▶ **Objective**
Copy out the part of the material that opens with the line containing "(536,292) (no space after the comma)." and runs to the end, switching "limestone rock" to "sandstone rock" and changing nothing else.
>> start
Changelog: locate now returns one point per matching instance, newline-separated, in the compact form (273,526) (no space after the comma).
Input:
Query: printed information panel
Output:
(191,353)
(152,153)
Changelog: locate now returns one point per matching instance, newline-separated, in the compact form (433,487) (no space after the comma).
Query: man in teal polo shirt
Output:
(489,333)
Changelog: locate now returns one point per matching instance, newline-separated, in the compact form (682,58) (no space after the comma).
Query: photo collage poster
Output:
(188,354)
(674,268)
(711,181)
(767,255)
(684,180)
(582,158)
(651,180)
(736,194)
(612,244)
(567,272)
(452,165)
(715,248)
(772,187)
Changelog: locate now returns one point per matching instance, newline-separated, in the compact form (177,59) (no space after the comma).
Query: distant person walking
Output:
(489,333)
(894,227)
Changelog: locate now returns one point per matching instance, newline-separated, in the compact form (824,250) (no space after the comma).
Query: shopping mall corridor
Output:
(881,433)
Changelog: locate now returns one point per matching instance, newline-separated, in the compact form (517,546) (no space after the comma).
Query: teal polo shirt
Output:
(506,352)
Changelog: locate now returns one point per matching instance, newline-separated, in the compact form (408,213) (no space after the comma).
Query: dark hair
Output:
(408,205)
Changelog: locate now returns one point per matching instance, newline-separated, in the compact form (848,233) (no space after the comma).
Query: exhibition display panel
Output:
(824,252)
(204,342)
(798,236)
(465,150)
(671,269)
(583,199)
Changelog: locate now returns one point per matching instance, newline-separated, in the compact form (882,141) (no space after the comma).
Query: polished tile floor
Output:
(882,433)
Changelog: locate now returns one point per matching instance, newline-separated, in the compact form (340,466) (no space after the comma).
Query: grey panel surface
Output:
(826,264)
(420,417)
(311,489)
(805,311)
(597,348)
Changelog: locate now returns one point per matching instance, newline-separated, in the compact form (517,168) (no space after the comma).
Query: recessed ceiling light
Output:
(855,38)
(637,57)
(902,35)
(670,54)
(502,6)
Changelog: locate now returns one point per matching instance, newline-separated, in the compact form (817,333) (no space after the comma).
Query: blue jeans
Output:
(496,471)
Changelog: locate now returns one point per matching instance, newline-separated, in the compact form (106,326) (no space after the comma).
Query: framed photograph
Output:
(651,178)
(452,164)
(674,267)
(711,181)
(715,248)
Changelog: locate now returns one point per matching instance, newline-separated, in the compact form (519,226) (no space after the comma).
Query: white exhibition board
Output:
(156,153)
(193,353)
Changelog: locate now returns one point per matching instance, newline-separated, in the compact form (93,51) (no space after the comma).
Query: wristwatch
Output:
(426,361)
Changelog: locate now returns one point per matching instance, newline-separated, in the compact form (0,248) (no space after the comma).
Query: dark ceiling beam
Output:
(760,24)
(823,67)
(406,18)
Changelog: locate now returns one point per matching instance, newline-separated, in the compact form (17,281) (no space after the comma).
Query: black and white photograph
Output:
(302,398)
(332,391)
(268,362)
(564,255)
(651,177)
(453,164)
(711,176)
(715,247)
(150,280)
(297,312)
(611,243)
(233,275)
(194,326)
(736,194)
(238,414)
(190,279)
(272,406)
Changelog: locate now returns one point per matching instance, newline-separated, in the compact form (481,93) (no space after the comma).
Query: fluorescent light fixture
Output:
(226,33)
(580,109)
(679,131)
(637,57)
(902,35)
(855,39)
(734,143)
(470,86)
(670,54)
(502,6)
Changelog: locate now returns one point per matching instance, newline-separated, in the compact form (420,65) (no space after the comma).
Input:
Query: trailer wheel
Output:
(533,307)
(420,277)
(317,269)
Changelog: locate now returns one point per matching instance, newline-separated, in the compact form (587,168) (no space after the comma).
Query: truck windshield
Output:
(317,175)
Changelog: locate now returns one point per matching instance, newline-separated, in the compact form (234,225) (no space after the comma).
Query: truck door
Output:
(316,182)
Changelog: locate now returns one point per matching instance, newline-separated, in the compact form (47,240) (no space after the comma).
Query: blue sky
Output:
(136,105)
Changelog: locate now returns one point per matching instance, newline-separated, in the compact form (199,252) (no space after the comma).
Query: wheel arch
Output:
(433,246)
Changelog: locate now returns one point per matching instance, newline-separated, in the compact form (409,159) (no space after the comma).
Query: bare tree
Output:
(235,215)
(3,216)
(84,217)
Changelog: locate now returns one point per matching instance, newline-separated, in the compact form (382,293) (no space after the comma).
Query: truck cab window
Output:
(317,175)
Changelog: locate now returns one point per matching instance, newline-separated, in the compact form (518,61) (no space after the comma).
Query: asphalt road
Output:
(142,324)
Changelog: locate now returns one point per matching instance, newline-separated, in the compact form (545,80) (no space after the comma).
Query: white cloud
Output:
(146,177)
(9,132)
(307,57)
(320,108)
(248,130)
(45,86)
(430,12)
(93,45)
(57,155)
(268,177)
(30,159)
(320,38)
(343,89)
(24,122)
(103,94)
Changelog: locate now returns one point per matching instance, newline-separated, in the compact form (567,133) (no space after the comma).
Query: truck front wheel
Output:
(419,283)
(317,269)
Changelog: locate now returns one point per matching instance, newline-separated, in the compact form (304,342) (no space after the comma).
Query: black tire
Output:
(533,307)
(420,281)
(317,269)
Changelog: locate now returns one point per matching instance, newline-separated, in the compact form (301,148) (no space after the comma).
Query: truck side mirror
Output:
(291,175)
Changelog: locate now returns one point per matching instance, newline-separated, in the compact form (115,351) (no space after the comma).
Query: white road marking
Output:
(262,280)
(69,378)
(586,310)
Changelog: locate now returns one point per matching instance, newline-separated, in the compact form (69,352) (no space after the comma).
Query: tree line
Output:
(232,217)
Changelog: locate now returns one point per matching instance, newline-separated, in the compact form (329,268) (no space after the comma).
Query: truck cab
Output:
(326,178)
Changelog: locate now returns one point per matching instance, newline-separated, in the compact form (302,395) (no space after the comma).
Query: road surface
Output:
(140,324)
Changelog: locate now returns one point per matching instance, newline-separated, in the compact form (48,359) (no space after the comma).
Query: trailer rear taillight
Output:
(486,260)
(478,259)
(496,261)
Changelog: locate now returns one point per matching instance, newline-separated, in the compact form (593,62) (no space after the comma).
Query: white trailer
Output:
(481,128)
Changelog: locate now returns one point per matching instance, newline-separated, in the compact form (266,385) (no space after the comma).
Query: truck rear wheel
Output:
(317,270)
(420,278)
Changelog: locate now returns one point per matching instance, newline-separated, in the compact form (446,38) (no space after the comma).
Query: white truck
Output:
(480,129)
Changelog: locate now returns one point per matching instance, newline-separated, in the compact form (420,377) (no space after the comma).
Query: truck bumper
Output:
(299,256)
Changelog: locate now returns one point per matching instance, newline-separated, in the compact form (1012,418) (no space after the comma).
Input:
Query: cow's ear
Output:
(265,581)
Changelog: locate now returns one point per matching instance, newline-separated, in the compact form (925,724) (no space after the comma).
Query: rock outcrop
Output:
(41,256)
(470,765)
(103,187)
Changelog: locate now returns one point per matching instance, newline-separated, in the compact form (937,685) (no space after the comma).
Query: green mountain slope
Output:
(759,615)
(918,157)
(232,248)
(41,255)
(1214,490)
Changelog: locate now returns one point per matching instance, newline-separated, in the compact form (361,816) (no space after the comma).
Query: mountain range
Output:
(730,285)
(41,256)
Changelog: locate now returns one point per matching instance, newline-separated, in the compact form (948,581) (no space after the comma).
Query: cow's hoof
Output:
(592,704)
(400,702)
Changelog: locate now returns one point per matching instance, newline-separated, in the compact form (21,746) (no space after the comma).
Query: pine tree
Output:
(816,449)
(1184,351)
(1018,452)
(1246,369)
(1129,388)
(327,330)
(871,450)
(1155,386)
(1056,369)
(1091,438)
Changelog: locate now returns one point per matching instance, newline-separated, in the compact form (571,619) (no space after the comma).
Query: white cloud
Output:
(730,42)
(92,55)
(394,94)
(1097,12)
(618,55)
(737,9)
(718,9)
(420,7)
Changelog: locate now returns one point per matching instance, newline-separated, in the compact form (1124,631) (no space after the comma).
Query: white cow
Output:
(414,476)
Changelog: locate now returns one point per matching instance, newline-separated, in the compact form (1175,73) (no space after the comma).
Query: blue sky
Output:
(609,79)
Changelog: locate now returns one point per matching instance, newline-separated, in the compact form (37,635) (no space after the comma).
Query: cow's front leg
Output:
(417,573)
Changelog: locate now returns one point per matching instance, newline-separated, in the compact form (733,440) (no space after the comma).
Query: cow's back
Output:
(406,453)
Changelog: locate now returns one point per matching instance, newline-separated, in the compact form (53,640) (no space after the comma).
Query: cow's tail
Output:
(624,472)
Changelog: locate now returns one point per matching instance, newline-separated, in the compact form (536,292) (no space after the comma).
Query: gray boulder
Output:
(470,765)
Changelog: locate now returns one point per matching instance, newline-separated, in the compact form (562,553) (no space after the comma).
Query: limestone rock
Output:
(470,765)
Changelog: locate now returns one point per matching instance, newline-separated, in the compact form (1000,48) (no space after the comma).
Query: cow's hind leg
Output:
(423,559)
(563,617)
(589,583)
>> end
▶ **Completed exercise**
Changelog: locate now returns one point per matching instance, newline-separated, in the compact form (536,292) (no space after the comma).
Query: gray boulder
Output:
(470,765)
Changelog: locate now returns one point per matching instance, newline-separated, in the compact form (562,553) (no space after the comma).
Query: sandstone rock
Output:
(470,765)
Changelog: locate now returns one point per matching instance, newline-separated, in the compact form (1000,48) (no space after the comma).
Query: cow's hind leg
Output:
(423,559)
(563,617)
(589,583)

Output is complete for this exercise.